Passage for review
------------------------
Peanuts can handle heavy browsing pressure from deer and are pretty hard to kill. There are plenty of herbicides you can spray right over the top of them to control weeds/grasses as well (paraquat, Basagran, etc).  Make sure you plant in full sunlight as well.

I planted this foodplot 8/30/14 on our farm in Worth County, we've got a solid deer population with plenty of agriculture (mostly peanuts and cotton) in the immediate area.  I mowed, harrowed, broadcasted the seed peanuts and harrowed them back into the soil about 2" deep.  It rained about 1/2" the day after I planted.  The deer hammered the vines until the first frost in November, which obviously killed the plants. 

At planting




Stand Shots













exclusion cage to show how much they're using the plot




And finally, a buck that I killed eating peanuts in the plot


----------



## Scrapy

Great story with pictures. I saw some "ground nuts" or "ground peanut" at the Expo at Tifton 15 years ago. They were supposed to be perennial soil builder type plants ie like sericia. Anyway, did they prove to be perennial and do deer like them?
------------------------
List of tasks
1. In the peanut food plot thread, on what date was the food plot planted?
2. Pick up the peanut food plot thread after its last sentence and continue it.

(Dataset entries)
------------------------
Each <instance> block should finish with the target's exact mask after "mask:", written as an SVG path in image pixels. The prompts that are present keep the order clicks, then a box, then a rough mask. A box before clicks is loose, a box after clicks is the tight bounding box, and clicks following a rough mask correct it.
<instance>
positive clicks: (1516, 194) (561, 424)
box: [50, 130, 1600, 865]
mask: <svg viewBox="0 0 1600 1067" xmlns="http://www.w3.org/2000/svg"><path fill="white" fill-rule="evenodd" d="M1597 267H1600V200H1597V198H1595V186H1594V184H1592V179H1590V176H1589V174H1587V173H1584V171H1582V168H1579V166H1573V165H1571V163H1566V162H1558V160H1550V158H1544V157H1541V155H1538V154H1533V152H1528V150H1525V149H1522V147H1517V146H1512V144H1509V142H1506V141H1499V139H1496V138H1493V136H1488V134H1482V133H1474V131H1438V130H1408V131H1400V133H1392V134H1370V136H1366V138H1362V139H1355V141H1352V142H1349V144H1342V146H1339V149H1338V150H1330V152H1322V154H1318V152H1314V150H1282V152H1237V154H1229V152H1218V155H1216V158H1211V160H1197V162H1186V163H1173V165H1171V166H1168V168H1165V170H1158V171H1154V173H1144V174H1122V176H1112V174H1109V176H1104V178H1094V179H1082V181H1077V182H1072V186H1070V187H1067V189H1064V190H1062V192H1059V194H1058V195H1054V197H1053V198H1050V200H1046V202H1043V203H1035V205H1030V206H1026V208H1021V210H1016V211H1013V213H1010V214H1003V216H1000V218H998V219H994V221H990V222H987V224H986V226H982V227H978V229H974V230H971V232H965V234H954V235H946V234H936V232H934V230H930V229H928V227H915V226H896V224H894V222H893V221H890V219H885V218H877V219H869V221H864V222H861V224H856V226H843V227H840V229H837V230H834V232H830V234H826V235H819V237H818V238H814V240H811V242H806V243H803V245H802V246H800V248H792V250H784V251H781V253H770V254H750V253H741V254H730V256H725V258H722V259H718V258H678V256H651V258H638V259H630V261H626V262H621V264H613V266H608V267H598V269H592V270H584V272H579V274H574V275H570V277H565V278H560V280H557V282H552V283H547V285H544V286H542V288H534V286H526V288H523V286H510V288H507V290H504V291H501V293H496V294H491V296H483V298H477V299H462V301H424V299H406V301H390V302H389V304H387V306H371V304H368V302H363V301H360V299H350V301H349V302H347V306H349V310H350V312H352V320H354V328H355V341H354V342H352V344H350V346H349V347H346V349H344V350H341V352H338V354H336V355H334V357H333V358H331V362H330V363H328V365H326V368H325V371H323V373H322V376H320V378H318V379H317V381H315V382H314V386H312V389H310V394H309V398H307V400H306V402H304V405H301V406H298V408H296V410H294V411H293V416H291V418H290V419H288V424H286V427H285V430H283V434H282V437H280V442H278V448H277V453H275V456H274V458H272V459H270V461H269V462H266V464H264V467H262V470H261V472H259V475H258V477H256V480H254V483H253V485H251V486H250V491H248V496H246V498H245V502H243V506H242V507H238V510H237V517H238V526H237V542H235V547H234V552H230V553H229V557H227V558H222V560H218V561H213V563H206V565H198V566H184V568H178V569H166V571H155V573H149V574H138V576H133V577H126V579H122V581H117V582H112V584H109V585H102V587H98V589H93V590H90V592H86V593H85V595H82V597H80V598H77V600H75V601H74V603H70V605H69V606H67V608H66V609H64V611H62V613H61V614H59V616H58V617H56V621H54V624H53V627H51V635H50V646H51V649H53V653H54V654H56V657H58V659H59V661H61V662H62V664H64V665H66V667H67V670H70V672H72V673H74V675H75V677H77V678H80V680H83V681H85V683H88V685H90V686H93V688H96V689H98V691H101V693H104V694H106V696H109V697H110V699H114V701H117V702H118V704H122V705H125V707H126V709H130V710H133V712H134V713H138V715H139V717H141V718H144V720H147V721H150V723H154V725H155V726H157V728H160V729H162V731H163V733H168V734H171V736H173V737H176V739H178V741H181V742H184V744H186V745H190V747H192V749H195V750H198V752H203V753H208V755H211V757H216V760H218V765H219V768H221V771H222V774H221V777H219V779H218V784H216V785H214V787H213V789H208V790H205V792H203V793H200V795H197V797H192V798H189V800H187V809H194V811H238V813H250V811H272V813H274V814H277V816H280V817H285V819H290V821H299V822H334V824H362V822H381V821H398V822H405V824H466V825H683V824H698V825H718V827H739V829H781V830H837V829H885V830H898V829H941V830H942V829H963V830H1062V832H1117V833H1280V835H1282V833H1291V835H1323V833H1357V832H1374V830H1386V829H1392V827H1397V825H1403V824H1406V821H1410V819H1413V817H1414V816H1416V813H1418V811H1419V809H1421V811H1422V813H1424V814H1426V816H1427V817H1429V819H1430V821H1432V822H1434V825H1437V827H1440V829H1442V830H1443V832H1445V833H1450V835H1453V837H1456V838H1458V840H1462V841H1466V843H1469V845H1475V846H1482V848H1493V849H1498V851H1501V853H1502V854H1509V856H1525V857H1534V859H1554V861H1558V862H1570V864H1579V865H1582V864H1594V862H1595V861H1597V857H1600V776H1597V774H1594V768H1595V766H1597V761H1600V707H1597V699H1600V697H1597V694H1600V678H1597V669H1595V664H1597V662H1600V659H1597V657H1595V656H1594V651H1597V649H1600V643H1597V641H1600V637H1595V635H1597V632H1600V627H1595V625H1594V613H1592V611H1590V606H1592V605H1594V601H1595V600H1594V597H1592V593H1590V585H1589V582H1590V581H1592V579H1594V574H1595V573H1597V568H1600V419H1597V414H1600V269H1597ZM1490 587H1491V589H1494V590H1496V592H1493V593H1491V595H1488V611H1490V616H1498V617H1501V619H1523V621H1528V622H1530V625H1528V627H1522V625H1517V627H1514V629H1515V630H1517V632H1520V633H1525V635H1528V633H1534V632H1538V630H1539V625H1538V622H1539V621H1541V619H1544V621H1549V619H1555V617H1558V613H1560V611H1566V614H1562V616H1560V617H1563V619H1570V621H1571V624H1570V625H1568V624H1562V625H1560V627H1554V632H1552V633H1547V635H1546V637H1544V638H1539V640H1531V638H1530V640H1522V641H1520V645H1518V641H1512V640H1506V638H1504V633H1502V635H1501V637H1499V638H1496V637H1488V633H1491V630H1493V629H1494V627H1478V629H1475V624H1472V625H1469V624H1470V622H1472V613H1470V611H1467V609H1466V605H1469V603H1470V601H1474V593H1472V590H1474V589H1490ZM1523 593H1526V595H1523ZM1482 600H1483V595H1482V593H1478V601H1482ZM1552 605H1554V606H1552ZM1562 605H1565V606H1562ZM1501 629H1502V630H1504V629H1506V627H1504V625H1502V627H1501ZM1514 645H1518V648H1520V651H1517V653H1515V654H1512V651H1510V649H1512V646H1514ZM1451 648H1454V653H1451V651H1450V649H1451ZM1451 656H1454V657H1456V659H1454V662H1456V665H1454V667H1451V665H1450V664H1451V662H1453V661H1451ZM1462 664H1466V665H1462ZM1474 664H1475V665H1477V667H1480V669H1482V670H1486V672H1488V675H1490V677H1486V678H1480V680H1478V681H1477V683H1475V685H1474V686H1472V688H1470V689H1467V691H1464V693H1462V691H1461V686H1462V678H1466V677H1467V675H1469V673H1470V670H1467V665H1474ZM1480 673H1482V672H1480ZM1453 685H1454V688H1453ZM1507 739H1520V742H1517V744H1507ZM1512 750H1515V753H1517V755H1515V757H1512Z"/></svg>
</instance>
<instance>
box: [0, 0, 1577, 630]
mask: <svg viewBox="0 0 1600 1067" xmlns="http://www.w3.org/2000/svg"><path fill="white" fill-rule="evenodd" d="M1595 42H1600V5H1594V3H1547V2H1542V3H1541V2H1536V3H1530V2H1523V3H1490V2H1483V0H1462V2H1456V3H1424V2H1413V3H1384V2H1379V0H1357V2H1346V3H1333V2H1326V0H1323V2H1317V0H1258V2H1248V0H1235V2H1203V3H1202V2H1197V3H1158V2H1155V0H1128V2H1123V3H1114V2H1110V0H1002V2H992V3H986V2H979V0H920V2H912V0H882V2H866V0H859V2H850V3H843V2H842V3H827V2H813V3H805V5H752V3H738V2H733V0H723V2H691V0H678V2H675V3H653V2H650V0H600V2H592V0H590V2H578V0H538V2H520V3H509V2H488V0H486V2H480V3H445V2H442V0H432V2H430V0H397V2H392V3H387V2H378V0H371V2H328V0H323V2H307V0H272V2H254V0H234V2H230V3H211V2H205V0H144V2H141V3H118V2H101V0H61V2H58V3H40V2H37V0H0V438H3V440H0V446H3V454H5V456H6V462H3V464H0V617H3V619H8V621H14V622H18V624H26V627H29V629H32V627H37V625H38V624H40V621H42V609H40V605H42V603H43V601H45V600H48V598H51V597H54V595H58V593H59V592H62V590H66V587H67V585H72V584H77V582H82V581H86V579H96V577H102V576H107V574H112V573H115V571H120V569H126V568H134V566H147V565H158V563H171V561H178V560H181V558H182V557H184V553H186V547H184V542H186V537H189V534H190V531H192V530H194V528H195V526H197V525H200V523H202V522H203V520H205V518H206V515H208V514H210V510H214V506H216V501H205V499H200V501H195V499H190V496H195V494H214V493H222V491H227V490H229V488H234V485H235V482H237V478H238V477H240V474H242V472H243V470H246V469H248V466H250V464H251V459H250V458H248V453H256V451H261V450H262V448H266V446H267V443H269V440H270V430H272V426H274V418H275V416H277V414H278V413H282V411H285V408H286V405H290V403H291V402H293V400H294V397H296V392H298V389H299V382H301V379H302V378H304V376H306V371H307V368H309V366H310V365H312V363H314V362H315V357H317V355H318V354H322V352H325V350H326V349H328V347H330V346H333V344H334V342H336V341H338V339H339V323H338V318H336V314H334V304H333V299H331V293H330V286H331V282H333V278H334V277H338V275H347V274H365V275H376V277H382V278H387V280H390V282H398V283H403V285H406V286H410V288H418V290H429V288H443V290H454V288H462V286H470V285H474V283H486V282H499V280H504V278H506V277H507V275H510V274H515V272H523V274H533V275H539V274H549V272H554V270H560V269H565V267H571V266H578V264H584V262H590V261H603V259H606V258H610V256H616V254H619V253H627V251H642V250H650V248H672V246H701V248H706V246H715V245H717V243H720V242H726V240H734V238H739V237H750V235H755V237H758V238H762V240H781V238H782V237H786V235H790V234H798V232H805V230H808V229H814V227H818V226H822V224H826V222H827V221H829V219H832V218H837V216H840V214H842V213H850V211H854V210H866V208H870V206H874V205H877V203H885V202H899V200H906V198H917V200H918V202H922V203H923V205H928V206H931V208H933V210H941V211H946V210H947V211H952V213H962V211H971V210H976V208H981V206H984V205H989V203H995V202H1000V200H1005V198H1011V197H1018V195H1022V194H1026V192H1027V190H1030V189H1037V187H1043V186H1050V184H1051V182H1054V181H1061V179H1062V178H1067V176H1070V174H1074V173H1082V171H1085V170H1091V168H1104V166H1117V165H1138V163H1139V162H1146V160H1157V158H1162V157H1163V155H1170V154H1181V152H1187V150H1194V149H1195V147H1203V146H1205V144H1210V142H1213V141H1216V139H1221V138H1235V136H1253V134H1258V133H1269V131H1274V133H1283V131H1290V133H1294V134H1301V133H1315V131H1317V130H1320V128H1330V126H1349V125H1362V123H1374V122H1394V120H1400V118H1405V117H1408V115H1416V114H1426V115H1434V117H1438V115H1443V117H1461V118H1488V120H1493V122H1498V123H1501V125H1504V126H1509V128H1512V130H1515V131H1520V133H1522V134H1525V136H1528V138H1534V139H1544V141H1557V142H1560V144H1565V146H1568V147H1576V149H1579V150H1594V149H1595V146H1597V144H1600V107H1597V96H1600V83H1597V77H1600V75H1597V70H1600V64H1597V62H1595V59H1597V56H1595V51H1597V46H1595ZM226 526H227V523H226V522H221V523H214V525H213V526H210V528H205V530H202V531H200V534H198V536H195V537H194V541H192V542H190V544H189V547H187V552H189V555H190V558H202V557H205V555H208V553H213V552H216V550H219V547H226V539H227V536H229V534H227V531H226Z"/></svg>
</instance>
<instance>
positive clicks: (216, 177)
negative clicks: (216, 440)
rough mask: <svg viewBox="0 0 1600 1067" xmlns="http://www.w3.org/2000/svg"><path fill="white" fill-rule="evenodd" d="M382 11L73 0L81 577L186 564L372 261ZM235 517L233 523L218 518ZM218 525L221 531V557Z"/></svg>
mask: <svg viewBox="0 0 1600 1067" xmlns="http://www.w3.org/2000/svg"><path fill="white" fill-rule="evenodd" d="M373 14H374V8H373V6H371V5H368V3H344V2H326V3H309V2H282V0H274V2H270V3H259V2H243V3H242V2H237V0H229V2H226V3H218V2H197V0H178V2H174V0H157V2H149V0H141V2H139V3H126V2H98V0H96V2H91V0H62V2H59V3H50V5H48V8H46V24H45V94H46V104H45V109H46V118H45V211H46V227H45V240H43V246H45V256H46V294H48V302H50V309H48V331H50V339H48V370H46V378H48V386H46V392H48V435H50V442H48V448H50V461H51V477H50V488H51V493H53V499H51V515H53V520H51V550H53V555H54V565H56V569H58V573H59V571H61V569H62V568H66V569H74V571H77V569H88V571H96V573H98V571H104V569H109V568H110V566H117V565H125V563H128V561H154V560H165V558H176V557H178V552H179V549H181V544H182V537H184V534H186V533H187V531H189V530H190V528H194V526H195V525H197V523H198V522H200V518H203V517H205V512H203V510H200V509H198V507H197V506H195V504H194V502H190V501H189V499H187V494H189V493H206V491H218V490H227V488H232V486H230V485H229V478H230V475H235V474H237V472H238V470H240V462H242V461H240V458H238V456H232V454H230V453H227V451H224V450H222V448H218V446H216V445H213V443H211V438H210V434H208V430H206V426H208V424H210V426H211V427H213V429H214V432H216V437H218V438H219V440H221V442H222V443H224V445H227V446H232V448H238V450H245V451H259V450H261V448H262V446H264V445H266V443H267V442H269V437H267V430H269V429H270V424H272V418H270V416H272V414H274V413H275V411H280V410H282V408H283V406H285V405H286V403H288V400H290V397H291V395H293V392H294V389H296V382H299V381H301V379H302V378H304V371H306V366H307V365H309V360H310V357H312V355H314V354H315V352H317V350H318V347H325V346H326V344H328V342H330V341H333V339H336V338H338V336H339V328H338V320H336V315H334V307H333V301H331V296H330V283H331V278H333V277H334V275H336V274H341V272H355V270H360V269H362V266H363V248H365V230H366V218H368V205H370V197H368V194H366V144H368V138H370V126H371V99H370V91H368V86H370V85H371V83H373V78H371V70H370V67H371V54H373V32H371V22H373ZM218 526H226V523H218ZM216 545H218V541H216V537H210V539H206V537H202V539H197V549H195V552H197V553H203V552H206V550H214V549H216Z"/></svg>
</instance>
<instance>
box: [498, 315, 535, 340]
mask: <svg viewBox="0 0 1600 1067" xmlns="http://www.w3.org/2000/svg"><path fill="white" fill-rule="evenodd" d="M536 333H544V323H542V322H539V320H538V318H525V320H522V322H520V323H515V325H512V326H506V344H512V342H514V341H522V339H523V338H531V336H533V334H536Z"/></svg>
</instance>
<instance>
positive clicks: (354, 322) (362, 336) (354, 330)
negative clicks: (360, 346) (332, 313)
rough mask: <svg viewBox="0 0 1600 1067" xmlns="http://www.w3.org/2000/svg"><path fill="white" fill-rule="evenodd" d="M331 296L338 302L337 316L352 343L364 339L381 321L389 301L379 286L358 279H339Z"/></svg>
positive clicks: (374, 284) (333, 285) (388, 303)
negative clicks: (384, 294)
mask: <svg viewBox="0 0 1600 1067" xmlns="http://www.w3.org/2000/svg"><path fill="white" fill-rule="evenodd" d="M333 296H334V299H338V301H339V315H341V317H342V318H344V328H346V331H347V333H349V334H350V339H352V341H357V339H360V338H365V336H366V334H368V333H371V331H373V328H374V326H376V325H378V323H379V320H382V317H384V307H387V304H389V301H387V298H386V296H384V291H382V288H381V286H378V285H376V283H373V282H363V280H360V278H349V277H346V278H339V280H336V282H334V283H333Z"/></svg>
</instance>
------------------------
Set of answers
1. 8/30/14

2.
----------



## cpowel10

Scrapy said:


> Great story with pictures. I saw some "ground nuts" or "ground peanut" at the Expo at Tifton 15 years ago. They were supposed to be perennial soil builder type plants ie like sericia. Anyway, did they prove to be perennial and do deer like them?



Perennial peanuts?  I believe its mostly used for hay but I don't have any experience with them


----------



## cpowel10

Couple of vids I found on my phone. Both videos from the same stand I posted pics of earlier, one is to the left and the other is to the right of the stand.


----------



## Forest Grump

Scrapy said:


> Great story with pictures. I saw some "ground nuts" or "ground peanut" at the Expo at Tifton 15 years ago. They were supposed to be perennial soil builder type plants ie like sericia. Anyway, did they prove to be perennial and do deer like them?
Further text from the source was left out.